Challenge: From the listing below, keep only the lines that contain the string "hand". Case counts, so a match must use the same capitals and lowercase letters.

++++++++

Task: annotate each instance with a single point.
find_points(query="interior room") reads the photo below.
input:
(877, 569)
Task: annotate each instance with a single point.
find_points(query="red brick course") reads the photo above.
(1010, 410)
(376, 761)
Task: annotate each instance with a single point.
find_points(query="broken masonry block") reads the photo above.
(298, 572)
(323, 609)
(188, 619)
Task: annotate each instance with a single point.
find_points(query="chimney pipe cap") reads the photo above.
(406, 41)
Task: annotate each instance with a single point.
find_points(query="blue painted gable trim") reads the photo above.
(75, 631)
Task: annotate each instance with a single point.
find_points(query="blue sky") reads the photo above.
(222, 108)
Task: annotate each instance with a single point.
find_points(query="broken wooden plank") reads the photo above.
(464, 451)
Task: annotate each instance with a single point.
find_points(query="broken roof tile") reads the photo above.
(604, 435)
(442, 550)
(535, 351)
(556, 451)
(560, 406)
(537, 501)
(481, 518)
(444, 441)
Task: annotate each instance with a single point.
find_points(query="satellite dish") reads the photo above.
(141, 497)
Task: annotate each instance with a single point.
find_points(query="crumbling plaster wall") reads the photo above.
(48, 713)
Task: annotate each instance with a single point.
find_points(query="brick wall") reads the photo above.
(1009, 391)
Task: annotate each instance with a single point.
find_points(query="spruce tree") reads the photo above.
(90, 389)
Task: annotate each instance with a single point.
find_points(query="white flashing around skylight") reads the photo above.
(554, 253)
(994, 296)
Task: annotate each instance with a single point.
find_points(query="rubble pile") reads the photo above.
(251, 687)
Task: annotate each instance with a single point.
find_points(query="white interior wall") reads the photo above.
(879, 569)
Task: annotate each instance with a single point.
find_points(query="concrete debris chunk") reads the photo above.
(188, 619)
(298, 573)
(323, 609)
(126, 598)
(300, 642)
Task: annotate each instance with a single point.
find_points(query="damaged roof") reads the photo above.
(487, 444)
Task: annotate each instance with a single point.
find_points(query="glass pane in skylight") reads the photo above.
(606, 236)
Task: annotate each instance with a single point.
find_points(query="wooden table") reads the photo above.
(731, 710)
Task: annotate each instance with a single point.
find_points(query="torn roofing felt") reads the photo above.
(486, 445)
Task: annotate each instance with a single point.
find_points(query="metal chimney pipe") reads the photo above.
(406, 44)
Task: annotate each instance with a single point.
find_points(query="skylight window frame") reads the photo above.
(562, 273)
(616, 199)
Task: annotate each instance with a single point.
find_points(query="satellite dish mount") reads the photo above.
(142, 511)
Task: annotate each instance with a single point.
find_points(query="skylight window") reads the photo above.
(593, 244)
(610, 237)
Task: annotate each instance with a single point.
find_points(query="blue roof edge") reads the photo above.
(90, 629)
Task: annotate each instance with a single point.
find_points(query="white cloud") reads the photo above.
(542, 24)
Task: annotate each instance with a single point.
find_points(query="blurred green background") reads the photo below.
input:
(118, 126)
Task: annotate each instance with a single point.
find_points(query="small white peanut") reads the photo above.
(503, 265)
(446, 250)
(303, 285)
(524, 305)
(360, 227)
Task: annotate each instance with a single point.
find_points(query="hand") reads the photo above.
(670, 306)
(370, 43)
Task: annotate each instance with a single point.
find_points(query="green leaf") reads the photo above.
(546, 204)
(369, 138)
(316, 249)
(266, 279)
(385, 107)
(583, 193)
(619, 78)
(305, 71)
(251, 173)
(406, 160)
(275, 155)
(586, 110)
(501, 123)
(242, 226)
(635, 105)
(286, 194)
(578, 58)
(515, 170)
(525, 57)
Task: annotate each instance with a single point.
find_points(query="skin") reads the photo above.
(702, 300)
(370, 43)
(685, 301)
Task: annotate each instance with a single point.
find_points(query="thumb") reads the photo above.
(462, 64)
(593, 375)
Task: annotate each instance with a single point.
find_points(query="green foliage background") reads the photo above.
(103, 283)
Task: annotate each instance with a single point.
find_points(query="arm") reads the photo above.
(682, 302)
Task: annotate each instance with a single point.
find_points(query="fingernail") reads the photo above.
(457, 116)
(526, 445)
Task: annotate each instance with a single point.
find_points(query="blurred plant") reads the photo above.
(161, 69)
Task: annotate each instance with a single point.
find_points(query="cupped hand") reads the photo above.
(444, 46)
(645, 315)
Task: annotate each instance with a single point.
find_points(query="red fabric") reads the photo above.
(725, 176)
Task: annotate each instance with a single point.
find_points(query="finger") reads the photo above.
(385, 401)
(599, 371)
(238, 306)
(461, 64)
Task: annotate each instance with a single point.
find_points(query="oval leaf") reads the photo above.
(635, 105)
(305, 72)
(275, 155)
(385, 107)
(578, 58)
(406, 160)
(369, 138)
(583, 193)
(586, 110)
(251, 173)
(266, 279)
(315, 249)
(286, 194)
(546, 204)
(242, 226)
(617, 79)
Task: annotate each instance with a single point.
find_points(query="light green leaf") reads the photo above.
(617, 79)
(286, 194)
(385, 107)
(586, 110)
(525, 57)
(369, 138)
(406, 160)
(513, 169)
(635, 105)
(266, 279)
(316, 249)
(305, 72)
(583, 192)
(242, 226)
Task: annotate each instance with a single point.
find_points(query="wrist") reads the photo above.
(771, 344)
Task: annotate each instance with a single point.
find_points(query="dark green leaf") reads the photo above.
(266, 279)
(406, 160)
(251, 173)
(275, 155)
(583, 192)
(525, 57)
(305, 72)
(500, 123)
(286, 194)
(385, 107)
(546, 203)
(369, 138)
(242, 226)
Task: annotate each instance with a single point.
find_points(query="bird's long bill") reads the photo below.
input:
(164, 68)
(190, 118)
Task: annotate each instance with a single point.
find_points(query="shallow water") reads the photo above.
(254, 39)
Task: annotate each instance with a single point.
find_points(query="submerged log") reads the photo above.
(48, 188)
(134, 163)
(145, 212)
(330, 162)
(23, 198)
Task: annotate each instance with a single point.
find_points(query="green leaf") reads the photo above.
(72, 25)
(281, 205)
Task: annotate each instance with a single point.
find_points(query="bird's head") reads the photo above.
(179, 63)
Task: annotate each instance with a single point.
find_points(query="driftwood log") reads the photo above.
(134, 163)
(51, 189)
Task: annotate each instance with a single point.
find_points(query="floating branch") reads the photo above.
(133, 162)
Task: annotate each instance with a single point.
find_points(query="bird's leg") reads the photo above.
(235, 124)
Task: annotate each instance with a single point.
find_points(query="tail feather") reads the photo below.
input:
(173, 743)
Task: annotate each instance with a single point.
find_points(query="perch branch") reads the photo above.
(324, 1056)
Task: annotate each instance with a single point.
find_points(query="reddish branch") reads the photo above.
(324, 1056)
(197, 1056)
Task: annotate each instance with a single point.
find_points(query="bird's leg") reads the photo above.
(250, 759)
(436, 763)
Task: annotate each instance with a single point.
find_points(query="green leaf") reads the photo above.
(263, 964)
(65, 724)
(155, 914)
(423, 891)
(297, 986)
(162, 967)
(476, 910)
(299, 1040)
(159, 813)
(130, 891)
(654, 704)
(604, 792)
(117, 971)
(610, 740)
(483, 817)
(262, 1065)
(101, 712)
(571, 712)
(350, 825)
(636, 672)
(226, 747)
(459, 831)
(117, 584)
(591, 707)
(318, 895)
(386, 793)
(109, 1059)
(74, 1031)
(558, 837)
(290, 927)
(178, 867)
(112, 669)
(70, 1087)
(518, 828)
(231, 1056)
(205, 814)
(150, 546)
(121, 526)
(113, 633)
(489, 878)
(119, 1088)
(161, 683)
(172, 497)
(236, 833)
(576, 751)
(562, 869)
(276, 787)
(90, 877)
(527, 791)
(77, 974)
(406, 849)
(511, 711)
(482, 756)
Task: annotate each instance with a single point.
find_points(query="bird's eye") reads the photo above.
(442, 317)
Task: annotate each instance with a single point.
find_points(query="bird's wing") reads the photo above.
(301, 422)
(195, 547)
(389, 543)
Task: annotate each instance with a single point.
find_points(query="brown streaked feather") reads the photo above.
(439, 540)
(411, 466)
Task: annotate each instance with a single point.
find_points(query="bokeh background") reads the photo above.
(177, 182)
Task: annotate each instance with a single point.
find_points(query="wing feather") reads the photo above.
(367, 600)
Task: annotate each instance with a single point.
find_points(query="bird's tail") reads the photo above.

++++++++

Correct output:
find_points(query="hand") reads the photo above.
find_points(query="cupped hand") reads the photo above.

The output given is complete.